_Assigned task_:
Can you write what comes next in the forum thread about when the new Westin villas will open, starting from where it stops?

_Quoted passage_:

# WKORV North First Phase Completion Date



## Steve Hank (Jan 30, 2006)

Does anybody know when the first phase of the Westin Kaanapail Ocean Resort Villas North is supposed to be completed?  We are owners at the original resort and we are wondering if the new resort and the great pools that will be associated it will be open when we go in July.  They had started construction when we were there last July, but we are wondering when it will be open.  Any information that you have would be appreicated.

Thanks,

Steve


----------



## DeniseM (Jan 30, 2006)

Oh no, they won't have anything done in July...I am going to say 2007?  There are pictures on the website that show they have barely started construction - scroll down to the bottom of the page and click on *View the latest construction pictures.* - WKORV


----------



## Negma (Jan 30, 2006)

We were told yesterday that you can begin booking June of '07. Of course that was from the salesperson who is till trying to get us to go for OV ! Note OV is not available until early '08.


----------



## migun22co (Jan 30, 2006)

Steve Hank said:
			
		

> Does anybody know when the first phase of the Westin Kaanapail Ocean Resort Villas North is supposed to be completed?  We are owners at the original resort and we are wondering if the new resort and the great pools that will be associated it will be open when we go in July.  They had started construction when we were there last July, but we are wondering when it will be open.  Any information that you have would be appreicated.

[Collection entries]
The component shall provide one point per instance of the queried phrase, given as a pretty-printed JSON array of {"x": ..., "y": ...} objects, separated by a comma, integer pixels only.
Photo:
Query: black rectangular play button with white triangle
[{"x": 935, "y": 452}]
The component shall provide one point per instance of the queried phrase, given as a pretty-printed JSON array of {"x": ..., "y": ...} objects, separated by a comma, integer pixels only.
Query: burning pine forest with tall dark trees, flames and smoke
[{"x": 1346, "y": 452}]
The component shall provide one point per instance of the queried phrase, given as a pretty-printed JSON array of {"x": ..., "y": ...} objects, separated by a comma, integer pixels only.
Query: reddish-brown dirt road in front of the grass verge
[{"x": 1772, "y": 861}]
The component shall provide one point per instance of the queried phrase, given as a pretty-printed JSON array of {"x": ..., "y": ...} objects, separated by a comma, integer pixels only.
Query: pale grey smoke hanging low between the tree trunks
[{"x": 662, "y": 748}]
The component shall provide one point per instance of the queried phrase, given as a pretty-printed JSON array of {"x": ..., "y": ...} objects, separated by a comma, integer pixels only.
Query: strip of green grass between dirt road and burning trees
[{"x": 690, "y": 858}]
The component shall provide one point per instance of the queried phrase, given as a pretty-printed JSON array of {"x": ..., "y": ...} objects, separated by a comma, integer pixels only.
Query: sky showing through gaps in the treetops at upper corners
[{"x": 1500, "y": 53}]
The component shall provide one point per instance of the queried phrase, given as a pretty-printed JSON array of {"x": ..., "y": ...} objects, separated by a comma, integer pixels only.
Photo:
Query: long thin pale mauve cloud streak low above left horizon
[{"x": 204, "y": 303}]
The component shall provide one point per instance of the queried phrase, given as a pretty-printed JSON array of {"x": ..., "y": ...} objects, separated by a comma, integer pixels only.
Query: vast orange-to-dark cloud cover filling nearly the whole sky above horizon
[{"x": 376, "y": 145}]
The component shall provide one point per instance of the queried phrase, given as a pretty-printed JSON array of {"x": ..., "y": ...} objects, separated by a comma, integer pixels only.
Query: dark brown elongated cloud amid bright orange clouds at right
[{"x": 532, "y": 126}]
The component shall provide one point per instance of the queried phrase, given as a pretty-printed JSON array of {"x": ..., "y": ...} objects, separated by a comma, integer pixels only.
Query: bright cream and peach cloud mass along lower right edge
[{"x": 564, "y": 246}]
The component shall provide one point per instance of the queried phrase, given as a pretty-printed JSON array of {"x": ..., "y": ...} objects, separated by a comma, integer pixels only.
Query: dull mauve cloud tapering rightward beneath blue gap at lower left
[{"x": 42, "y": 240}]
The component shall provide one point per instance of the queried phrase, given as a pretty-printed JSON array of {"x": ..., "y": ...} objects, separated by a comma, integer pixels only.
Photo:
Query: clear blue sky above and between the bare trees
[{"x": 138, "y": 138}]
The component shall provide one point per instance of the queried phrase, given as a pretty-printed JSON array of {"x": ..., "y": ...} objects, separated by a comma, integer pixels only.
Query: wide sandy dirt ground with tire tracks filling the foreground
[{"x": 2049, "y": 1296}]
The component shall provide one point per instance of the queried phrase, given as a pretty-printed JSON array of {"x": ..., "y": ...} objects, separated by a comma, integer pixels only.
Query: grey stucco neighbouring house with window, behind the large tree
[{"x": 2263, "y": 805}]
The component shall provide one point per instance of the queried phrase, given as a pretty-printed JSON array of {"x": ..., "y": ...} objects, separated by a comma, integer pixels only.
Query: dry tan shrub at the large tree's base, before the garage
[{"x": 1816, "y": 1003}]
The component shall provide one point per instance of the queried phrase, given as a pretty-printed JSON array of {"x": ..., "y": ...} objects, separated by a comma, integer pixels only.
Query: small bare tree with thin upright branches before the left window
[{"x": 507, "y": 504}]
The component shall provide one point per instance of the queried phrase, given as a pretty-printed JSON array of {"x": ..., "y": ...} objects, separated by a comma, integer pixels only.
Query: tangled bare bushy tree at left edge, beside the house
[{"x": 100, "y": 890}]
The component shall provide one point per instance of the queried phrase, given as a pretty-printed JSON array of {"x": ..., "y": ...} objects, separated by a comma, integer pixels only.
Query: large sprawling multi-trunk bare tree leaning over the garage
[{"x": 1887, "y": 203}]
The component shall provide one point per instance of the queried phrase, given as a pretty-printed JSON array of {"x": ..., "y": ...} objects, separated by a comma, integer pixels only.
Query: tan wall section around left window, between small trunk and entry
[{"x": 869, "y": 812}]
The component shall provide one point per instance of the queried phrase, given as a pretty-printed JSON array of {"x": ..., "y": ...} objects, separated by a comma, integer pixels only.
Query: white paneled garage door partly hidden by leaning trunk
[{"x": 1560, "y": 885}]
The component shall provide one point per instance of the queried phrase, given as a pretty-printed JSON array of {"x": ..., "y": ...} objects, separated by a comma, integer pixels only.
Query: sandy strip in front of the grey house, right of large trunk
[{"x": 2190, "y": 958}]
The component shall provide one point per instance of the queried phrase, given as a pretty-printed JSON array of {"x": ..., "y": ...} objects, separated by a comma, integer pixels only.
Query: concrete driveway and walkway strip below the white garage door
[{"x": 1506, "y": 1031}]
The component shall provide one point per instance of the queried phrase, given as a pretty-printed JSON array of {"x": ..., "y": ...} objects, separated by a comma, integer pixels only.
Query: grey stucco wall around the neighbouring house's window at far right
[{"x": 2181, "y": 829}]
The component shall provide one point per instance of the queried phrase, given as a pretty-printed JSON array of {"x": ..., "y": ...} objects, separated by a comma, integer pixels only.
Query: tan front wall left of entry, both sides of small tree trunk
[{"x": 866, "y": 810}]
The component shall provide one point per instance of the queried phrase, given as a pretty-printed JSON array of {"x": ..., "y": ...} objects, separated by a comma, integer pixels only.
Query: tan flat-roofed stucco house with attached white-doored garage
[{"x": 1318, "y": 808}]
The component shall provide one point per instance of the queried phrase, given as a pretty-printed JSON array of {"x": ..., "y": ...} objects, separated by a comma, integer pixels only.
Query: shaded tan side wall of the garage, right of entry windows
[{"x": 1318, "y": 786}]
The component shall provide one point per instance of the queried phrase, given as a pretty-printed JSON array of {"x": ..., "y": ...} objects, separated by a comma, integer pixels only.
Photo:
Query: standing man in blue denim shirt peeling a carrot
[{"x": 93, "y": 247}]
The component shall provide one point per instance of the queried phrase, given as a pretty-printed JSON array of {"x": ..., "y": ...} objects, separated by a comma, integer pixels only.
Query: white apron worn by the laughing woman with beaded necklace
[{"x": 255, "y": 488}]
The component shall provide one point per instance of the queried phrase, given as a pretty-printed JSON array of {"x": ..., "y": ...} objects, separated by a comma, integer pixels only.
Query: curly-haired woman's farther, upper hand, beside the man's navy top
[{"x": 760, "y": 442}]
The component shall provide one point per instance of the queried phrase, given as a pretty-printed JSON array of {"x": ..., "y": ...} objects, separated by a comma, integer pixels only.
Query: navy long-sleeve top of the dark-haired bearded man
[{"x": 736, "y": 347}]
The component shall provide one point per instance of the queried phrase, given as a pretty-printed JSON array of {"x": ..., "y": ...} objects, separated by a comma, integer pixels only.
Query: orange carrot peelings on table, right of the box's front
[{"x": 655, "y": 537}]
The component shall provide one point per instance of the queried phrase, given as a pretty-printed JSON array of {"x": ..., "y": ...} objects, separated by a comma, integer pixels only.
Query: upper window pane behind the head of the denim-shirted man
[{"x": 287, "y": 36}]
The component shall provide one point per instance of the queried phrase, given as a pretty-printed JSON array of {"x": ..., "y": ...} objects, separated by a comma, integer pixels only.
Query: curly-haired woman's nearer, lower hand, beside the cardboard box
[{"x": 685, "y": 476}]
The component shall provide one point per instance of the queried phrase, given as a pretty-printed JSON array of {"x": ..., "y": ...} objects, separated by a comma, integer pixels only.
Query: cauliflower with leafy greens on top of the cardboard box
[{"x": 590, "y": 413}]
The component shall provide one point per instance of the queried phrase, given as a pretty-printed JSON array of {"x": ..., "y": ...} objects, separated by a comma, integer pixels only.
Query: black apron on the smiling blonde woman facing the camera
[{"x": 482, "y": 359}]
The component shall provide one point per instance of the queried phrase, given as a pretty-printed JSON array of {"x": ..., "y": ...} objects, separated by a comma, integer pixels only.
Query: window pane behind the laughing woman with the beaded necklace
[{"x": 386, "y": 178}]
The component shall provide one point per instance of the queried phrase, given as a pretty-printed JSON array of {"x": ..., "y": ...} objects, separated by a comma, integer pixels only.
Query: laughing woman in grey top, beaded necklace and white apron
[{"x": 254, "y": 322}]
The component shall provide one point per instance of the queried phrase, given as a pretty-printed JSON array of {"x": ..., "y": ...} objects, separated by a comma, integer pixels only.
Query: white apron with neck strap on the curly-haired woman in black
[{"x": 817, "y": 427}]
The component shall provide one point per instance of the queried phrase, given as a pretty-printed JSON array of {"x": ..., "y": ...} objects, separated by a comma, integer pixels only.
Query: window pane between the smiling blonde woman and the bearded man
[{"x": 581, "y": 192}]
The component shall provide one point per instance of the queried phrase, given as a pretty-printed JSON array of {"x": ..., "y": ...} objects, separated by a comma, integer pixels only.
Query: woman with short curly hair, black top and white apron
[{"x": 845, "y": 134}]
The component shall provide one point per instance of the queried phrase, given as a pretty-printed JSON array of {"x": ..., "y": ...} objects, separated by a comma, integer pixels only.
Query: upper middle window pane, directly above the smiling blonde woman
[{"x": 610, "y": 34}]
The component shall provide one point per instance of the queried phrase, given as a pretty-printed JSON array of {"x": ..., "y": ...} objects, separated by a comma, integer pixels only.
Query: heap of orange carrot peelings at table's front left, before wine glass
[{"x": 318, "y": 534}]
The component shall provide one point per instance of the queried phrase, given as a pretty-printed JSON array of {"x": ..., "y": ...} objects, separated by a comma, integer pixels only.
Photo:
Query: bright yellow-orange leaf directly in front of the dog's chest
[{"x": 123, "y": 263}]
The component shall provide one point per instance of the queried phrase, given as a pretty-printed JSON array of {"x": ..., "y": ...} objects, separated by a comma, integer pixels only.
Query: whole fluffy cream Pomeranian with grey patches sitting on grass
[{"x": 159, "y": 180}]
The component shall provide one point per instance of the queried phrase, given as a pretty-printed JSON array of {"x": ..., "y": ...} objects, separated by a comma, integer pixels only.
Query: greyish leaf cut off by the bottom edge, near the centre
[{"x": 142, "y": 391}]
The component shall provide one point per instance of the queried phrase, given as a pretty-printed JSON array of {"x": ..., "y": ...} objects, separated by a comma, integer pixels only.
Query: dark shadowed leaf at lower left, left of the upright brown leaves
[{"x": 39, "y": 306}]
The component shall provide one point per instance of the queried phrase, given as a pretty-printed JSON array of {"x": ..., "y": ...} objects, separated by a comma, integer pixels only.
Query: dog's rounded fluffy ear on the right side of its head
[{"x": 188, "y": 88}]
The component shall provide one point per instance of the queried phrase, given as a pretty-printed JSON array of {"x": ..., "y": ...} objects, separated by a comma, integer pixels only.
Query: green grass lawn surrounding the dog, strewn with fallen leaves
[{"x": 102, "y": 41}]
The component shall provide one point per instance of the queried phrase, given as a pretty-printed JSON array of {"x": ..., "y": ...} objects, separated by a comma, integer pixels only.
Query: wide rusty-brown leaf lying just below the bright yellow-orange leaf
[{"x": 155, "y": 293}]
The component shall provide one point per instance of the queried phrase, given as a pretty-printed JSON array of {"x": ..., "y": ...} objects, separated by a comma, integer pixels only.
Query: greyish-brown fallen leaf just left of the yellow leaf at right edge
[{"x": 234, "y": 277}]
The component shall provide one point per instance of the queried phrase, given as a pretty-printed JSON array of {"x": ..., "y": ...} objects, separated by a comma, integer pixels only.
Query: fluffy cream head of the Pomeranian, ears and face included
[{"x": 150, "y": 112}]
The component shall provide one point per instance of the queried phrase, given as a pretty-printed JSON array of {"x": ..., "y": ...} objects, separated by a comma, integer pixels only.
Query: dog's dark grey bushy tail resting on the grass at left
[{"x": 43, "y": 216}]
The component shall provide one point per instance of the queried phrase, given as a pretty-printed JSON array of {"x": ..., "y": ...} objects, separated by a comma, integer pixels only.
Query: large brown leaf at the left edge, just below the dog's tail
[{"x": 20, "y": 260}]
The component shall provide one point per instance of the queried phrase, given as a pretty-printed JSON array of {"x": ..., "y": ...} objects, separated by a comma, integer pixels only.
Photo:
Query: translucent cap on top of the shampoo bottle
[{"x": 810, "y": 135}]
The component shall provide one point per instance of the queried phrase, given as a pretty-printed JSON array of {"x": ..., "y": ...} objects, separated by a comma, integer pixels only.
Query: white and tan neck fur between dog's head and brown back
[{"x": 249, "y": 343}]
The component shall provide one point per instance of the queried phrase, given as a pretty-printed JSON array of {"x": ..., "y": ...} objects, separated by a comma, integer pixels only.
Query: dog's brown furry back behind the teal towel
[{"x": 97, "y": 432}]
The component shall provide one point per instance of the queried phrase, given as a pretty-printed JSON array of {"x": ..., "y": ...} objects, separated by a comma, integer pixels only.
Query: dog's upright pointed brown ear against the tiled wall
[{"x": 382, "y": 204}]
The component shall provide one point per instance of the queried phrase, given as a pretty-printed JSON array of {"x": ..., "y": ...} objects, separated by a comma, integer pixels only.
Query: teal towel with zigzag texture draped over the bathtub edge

_Response to this task_:
> 
> Thanks,
> 
> Steve


 

We were there two weeks ago and bought in the norh villas. they said 2008 was when they'd be ready, if i recall correctly. most of the framing for all buildings is done or close to being done, but they've got a long way to go for everything else.
--m


----------



## chrisfromOC (Jan 30, 2006)

Definitely a slow construction process, as I was also told that they won't be open til 2008.  Somehow Marriott is going to have their new tower up and operating by summer 2007, and they haven't even broken ground yet.


----------



## DavidnRobin (Jan 30, 2006)

we were told - early 2007 for the OF units - this came from a sales person in Dec.


----------



## ripshion (Jan 30, 2006)

Steve Hank said:
			
		

> Does anybody know when the first phase of the Westin Kaanapail Ocean Resort Villas North is supposed to be completed?  We are owners at the original resort and we are wondering if the new resort and the great pools that will be associated it will be open when we go in July.  They had started construction when we were there last July, but we are wondering when it will be open.  Any information that you have would be appreicated.
> 
> Thanks,
> 
> Steve



I walked through the resort last week.  They have (2) Derricks erected and it seems like they are working on the foundation, nothing was framed.  There is no way they will be done by July!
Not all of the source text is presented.